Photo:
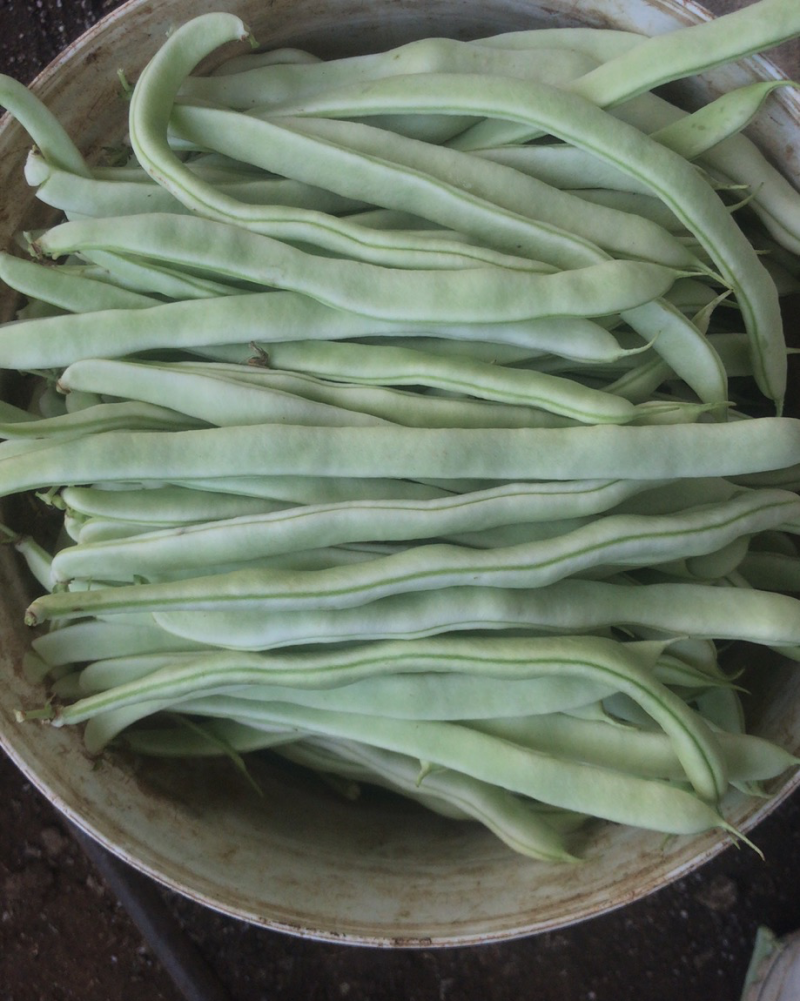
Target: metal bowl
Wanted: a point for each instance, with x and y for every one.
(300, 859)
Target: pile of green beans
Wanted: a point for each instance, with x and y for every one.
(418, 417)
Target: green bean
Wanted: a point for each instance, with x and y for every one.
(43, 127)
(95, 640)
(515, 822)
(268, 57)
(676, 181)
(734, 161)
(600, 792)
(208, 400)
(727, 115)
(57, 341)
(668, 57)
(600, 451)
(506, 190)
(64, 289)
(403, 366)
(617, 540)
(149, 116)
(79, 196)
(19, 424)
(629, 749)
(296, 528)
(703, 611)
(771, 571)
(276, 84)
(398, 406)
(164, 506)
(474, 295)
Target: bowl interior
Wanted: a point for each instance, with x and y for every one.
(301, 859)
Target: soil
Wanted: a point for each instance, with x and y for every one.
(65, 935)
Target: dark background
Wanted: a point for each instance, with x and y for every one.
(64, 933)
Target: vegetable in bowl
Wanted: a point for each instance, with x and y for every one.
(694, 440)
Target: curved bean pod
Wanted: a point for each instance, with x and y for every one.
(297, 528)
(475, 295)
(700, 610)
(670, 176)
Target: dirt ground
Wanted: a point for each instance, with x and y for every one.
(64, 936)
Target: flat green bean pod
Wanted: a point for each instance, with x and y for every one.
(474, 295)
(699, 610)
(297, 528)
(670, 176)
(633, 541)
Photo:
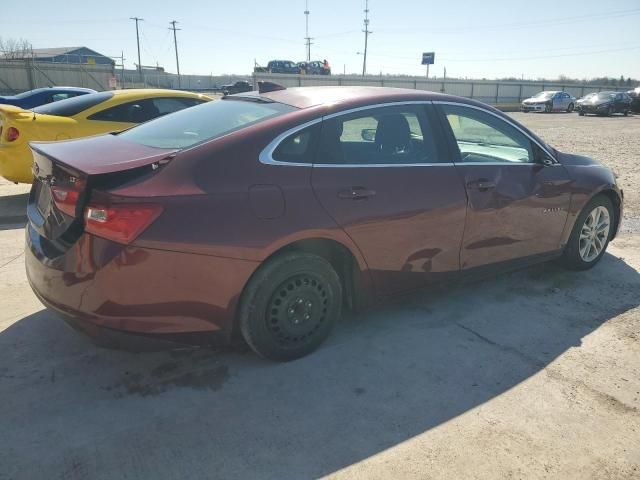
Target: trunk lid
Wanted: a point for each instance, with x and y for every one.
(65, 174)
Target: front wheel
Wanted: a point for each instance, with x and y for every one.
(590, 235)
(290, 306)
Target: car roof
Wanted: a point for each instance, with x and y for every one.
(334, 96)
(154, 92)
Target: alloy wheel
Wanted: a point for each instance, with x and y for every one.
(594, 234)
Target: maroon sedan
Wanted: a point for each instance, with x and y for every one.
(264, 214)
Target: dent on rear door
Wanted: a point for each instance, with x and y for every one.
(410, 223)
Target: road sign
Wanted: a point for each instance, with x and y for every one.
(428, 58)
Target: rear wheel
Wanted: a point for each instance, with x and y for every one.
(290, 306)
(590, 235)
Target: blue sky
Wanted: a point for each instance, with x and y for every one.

---

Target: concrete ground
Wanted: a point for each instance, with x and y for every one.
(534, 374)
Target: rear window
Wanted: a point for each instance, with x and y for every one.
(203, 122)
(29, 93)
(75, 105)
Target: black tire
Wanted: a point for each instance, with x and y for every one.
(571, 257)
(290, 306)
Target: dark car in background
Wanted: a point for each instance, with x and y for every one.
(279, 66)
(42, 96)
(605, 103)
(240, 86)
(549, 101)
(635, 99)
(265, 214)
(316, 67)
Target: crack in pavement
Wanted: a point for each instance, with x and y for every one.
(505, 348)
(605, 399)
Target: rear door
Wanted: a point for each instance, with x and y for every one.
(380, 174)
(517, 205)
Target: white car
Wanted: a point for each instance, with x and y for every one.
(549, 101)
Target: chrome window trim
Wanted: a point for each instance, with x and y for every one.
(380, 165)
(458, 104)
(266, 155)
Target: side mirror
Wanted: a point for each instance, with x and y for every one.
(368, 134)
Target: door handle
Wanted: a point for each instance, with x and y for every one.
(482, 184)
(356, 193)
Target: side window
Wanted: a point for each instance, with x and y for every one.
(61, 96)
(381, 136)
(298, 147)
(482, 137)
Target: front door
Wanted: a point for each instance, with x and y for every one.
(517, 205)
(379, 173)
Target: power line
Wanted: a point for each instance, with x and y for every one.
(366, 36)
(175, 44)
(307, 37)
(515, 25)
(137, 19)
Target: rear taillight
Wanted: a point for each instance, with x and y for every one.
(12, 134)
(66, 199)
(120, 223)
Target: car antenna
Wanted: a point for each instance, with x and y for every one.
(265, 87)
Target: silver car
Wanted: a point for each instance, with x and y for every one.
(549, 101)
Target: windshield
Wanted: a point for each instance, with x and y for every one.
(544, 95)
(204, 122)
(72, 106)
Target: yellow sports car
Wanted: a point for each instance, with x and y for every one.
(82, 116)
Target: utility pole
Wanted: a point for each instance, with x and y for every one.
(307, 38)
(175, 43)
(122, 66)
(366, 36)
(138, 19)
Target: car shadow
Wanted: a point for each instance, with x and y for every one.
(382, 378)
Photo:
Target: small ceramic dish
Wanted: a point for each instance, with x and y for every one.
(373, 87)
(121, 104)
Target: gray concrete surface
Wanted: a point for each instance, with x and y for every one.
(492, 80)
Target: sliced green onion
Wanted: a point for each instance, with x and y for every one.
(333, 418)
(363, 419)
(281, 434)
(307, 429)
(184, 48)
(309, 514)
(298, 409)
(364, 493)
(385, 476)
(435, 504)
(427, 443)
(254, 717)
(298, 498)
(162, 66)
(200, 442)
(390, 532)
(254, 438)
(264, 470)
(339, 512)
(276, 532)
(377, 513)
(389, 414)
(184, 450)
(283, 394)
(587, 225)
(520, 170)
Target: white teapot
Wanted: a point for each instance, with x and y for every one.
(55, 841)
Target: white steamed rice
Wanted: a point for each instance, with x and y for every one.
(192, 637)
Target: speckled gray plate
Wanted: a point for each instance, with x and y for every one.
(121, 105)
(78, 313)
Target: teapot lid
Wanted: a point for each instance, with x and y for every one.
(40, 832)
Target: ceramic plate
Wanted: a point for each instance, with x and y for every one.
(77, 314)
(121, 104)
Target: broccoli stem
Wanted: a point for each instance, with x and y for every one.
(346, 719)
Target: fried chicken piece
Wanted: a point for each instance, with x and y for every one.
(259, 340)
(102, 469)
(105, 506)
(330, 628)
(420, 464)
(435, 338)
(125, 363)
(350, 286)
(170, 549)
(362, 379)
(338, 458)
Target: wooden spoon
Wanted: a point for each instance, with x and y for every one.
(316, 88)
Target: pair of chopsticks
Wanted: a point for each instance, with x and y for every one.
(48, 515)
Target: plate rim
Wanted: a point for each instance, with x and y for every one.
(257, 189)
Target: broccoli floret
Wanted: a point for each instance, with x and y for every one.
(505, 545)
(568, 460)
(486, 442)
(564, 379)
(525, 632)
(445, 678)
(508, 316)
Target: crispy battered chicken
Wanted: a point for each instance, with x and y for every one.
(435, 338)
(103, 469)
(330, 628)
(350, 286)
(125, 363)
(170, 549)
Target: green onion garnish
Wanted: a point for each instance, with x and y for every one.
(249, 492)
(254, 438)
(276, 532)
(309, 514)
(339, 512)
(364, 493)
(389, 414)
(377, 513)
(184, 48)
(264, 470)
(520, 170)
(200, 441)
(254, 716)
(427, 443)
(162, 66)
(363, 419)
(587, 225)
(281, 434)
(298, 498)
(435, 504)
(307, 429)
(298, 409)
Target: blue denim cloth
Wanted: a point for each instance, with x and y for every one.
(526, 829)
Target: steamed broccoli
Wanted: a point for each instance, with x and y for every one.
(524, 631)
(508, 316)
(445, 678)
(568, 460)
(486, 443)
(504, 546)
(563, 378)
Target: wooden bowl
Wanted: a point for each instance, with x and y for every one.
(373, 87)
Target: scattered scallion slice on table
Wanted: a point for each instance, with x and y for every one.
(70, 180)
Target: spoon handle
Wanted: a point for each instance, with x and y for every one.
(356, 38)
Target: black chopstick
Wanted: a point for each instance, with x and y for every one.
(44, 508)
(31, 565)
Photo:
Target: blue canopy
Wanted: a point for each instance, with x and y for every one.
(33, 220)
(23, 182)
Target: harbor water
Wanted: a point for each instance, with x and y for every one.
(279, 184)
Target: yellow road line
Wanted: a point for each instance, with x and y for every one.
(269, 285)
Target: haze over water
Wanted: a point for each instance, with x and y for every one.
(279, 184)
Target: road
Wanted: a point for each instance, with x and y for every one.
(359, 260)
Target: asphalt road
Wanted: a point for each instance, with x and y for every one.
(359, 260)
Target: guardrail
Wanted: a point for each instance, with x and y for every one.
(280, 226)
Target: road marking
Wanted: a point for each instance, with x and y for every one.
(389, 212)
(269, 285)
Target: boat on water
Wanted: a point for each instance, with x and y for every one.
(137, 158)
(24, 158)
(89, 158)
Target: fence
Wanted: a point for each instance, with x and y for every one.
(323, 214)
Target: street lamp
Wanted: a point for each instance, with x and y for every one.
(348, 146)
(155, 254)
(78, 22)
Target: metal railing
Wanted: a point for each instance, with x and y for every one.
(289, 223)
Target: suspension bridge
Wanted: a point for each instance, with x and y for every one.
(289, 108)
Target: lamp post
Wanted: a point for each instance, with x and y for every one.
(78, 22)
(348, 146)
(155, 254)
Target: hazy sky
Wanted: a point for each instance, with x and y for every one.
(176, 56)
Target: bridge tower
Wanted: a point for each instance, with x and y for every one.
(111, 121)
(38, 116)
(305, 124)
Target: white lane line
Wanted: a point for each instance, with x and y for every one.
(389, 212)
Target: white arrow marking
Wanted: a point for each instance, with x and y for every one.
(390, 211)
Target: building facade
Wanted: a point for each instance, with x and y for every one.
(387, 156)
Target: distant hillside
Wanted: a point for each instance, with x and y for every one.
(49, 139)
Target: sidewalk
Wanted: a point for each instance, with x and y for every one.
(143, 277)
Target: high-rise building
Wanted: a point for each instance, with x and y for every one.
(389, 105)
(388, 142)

---

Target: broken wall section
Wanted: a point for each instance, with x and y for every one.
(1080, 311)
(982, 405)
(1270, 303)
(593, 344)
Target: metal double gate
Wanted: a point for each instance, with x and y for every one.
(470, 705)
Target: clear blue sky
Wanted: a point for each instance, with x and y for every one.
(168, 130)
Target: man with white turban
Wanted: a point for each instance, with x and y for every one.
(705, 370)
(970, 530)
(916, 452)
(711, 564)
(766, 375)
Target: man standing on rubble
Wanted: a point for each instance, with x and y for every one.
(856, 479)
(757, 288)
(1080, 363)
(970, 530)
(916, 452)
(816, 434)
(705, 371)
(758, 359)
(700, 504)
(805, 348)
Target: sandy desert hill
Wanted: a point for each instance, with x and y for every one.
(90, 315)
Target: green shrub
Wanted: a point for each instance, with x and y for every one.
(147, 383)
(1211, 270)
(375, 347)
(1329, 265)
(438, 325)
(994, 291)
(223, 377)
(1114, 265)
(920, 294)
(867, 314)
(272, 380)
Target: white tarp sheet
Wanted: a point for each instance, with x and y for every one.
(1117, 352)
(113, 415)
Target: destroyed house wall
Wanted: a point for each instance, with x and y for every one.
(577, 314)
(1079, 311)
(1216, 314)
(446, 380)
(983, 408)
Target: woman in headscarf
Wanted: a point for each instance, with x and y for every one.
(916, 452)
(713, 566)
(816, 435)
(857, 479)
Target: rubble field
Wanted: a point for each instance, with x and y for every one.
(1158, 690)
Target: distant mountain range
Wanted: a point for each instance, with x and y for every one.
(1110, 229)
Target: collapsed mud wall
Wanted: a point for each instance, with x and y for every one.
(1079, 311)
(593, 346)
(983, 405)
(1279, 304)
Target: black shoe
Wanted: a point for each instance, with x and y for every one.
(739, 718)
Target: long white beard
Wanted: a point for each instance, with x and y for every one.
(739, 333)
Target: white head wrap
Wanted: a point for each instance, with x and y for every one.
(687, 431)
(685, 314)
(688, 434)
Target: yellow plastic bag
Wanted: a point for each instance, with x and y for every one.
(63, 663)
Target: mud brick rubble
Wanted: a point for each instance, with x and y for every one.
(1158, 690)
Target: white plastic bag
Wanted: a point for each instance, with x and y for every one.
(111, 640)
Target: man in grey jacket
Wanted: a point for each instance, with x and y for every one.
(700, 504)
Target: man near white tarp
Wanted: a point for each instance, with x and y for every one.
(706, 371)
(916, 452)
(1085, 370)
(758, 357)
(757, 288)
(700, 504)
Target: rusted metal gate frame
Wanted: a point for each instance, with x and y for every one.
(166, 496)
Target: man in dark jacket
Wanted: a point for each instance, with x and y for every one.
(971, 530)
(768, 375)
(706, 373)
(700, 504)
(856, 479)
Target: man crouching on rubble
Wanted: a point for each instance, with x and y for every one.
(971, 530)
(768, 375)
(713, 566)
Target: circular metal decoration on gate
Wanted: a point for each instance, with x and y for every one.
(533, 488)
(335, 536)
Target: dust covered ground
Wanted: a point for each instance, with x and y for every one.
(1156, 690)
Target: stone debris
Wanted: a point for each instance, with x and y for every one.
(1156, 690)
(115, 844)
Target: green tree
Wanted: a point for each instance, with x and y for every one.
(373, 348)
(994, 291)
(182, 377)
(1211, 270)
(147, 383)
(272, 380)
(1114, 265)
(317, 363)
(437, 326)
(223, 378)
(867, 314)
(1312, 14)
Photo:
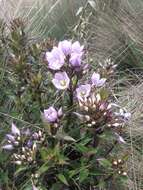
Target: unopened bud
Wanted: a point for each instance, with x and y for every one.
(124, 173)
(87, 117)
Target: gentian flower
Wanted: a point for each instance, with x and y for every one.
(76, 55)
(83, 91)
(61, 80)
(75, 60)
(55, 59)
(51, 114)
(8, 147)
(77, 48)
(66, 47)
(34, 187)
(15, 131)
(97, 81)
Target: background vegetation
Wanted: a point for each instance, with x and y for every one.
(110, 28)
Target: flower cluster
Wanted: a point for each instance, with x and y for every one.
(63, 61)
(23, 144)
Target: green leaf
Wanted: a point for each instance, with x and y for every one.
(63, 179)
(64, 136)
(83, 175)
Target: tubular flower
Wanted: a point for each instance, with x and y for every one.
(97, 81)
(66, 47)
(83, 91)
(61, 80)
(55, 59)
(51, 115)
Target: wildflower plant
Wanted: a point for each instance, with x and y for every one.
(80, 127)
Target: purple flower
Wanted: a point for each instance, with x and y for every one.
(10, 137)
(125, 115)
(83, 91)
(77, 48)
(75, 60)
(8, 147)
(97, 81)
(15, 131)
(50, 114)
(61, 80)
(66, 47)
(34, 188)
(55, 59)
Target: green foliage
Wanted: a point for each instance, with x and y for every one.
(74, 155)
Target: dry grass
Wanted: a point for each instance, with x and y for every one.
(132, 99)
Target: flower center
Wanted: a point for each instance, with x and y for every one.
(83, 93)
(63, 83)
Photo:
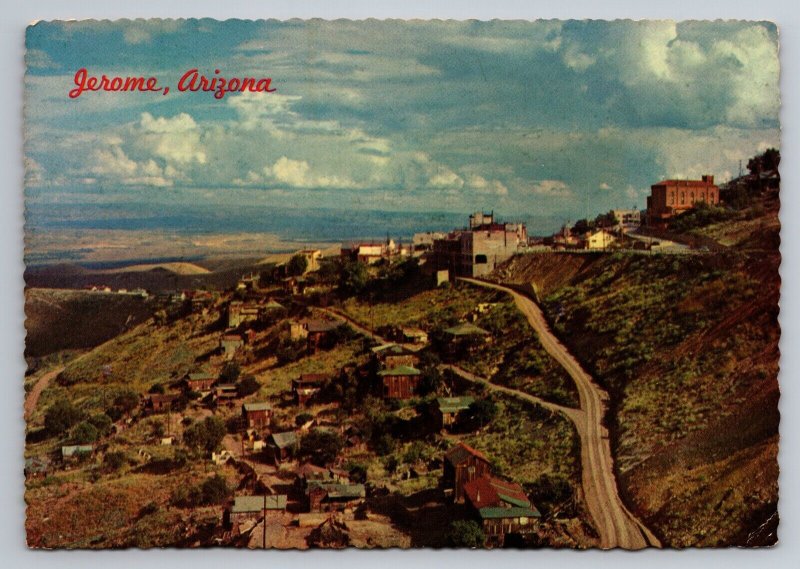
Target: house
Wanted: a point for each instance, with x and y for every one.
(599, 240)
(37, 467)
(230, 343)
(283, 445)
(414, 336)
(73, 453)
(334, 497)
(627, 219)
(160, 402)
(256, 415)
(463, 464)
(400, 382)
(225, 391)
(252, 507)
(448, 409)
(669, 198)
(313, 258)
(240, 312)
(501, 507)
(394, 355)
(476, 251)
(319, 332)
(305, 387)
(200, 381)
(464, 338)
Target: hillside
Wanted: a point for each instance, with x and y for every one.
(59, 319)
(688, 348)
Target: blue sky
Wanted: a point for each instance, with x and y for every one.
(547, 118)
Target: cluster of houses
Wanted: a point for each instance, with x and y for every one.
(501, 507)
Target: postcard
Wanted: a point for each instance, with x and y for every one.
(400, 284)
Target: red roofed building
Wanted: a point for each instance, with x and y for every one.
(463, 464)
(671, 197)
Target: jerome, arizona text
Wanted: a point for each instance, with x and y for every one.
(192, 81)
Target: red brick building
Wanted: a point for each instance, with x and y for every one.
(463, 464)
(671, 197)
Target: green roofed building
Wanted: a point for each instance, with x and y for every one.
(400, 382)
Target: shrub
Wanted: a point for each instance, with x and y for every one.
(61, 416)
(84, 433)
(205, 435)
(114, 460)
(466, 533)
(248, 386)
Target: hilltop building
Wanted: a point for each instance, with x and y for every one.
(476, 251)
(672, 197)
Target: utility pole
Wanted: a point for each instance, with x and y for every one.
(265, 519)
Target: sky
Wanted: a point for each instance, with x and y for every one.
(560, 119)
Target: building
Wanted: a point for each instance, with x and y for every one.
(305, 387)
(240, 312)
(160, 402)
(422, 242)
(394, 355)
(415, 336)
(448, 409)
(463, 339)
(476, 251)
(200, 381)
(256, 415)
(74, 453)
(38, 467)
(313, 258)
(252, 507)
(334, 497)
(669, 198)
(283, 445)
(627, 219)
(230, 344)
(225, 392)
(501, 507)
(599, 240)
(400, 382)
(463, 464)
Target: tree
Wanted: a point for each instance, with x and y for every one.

- INSTRUCTIONS FOR THE TASK
Return each line of the items above that contains the word "front".

- RESULT FOR THIS TASK
Target: front wheel
Target: front door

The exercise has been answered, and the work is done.